#### [抜粋]
○ ○ ○ ○
遅まきながら、さとう陽子の絵画を見た。1986年から発表し続けている彼女は、絵画をはじめ、自身では「所作」と呼ぶ身体表現、「所作ことば」と呼ぶ言葉による表現、写真など多彩な表現活動を行っている(すべては絵画に一巡する)。私は、以前から絵画が気になっていながら、(時期とか場所とか単純な理由で)写真を見る機会が多かった。そして今回、作家にとって大きな節目となる展覧会に居合わせた。

 油絵具とオイルパステルを使い、特に3つの大きな絵画が、3つとも線の具合も塗り重ね方も違う。単にいろいろ試したわけではないことは、黄緑を基調とした厚塗りの絵が物語っていた。ユーモラスな表情の絵。近づいて、そのごつごつしながらも軽やかに跳ね返ったディテールを見ると、作り手の晴れ晴れとした決意のようなものが伝わってくる。
 素朴さは変わらないが、線や空間のシンプルな表現への過程を考えると、ある意味後退するような、あるいはあえてセオリーをはずすように見えるのかもしれない。これまでの系譜を見て来た観客が、戸惑いと自分の考えを整理するかのように語る声が聞こえていた。けれど、そうした手がかりを排除してこの作品だけを見たらどうか。「あったようでなかった」ようなおもしろさがある。
○ ○ ○ ○
#### [取り組む課題]
さとう陽子の絵画についての抜粋では、彼女が行っている表現活動として何が挙げられていますか。すべて答えてください。 本文だけを手がかりにしてください。

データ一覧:
○ ○ ○ ○
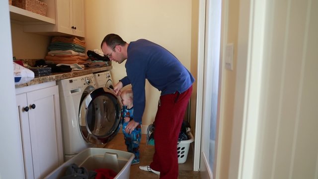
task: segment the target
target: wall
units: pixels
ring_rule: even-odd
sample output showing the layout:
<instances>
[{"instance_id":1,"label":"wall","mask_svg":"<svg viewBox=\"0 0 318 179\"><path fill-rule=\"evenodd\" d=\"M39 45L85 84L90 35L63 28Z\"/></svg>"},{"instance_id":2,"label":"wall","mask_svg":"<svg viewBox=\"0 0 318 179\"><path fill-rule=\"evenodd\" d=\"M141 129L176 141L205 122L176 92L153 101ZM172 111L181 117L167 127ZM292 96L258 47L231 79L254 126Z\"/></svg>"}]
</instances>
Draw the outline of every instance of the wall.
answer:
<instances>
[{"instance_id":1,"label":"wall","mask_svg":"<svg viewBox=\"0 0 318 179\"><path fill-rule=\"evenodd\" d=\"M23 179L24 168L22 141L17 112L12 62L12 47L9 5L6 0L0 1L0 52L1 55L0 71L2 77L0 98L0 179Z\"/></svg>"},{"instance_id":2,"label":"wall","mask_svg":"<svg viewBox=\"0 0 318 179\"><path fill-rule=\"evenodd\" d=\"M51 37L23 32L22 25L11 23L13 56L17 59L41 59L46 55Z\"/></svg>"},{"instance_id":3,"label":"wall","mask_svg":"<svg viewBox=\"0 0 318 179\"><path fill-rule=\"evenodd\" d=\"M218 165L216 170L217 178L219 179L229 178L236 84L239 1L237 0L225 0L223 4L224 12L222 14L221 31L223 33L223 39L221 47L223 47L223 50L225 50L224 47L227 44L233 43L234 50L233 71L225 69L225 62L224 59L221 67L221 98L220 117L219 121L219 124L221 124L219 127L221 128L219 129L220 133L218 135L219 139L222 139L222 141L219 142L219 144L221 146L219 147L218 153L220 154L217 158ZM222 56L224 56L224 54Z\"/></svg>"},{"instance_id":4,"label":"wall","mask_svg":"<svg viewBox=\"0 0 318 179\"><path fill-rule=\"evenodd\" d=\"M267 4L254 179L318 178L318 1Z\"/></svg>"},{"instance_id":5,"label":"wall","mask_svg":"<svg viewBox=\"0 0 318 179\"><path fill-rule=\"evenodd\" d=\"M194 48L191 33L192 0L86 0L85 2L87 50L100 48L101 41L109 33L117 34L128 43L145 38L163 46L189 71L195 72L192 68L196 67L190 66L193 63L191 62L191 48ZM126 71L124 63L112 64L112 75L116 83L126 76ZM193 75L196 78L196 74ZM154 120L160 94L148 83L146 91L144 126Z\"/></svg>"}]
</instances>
○ ○ ○ ○
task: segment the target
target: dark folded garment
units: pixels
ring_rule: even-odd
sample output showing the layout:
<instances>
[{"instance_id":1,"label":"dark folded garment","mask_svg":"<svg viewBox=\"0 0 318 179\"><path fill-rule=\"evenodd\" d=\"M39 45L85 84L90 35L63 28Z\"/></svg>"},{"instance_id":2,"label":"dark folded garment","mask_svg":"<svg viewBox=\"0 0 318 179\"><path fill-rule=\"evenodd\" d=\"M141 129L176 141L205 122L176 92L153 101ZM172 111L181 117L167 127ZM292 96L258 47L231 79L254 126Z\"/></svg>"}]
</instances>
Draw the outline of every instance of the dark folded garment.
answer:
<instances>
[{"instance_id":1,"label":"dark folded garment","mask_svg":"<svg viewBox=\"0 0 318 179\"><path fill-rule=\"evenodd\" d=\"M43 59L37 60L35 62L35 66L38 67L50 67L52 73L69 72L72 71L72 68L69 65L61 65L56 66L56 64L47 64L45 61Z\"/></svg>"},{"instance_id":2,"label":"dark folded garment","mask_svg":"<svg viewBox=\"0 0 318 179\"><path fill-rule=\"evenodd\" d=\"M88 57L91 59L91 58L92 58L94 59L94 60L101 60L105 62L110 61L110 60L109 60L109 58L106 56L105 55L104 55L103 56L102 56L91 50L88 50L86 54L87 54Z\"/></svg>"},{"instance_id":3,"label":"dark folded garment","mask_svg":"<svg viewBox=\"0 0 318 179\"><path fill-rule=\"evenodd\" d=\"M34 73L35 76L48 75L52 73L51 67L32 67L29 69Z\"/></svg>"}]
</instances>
○ ○ ○ ○
#### [完成した解答]
絵画、「所作」と呼ぶ身体表現、「所作ことば」と呼ぶ言葉による表現、写真